EXTRACTED TEXT:
Letter from the editors

By Philippa Orme, Isaac Pletcher and Wesley Kirkpatrick

DOI: 10.15664/fcj.v20i0.2508

 

Dear Reader,

Welcome to the landmark 20th issue of Frames Cinema Journal, “Queering the quotidian: Queer phenomenological approaches to ‘lowbrow’ entertainment”!

Film phenomenology positions the sensory impressions and expressions of the body at the core of our engagement with cinema in ways that are proving useful for queer theorists. After all, the body is fundamental to explorations of queer identity. Queer bodies sense, relate and respond to the world differently; they are fluid, transgress boundaries, and resist definition within normative identity categories. Building on queer phenomenological approaches, Frames’ 20th issue turns to the everyday media forms most frequently at our fingertips. It asks: what can phenomenological analyses of quotidian and so-called ‘lowbrow’ media, and their affective qualities, tell us about embodied queer subjectivities and experiences?

It would be appropriately ‘queer’, perhaps, that you will find a vast spectrum of responses across all ten articles. Animation, reality TV, slapstick comedy, virtual reality, to affective qualities of horror genres, are considered. Authors also bring questions of methodology to the forefront, prioritising the insights offered by audience studies and autoethnography, making for some compelling explorations of queer affective experience.

The opening Feature Article, by Spyridon Chairetis, draws on the queer research tradition’s interest in audience studies to analyse how five queer viewers ‘make sense’ of the Greek version of the popular reality show, The Bachelor (ALPHA, 2020-2021). In a case study of the moving image installation, Swinguerra (2019), which engages with music video aesthetics in its portrayal of Brazilian queer dance groups, Danilo Baraúna mediates on the queer affective experience of disorientation. In a close reading of queer emotional affects in The Rocky Horror Picture Show’s (1975) “Floor Show” sequence and Hazbin Hotel’s (2019) music video “Addict”, John Francis considers the feelings, emotions, exclamations, and dis/order, most visible in horror genres. The following article by Emma Morton addresses early Italian slapstick comedy, which examines how the construction of the cross-dressed body produces affective notions of queerness. Finally, Annie Ward draws on the work of visual artist Lynn Hershman Leeson to explore how existence on digital platforms, from VR devices, Twitter to Reddit, contributes to queer orientations, experimentations and boundary breaking – despite frameworks which force users into rigid categories.

REQUEST:
Name every author whose article is summarized in the last paragraph of the editors' letter. The lines after this come from a different source than the editors' letter.

SUPPLIED DATA:
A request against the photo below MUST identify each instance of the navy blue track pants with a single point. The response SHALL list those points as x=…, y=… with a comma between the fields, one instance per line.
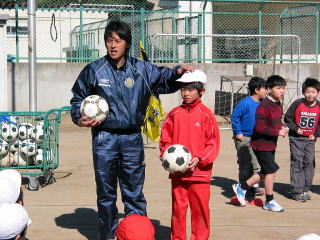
x=118, y=158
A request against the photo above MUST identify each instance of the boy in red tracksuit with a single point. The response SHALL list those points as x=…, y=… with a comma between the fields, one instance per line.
x=194, y=126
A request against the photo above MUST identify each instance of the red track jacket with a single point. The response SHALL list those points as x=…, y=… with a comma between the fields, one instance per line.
x=193, y=126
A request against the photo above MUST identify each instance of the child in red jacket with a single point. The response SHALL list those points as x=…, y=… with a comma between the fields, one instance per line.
x=194, y=126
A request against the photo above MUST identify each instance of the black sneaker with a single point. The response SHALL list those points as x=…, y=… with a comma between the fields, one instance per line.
x=306, y=196
x=299, y=197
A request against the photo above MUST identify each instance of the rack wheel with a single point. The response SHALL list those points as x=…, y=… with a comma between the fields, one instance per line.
x=48, y=177
x=33, y=184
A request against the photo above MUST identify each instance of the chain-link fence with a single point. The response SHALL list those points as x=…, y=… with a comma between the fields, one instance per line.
x=72, y=31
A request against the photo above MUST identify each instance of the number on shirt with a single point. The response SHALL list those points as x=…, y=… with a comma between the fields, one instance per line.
x=307, y=122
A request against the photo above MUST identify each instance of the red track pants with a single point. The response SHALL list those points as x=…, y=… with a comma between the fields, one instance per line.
x=198, y=195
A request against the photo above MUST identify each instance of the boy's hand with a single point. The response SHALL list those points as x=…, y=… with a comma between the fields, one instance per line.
x=239, y=137
x=283, y=131
x=311, y=137
x=86, y=122
x=299, y=131
x=193, y=164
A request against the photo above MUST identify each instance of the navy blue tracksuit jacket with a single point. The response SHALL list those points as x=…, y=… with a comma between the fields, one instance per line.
x=117, y=143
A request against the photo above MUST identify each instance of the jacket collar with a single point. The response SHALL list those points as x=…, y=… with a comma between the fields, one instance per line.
x=111, y=62
x=191, y=106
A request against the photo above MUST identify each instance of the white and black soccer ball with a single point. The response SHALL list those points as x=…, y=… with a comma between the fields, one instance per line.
x=9, y=132
x=94, y=107
x=38, y=160
x=4, y=148
x=28, y=148
x=176, y=158
x=37, y=133
x=25, y=130
x=6, y=161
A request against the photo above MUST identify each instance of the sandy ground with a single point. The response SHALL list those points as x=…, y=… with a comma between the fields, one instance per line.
x=66, y=209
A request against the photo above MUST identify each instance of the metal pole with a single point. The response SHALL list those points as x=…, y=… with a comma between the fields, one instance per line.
x=17, y=32
x=32, y=55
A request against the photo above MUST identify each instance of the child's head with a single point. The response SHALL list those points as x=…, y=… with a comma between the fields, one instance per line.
x=310, y=89
x=257, y=86
x=10, y=186
x=135, y=227
x=14, y=220
x=192, y=86
x=275, y=85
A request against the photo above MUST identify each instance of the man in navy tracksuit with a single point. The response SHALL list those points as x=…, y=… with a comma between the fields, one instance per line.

THE OUTPUT:
Spyridon Chairetis, Danilo Baraúna, John Francis, Emma Morton, Annie Ward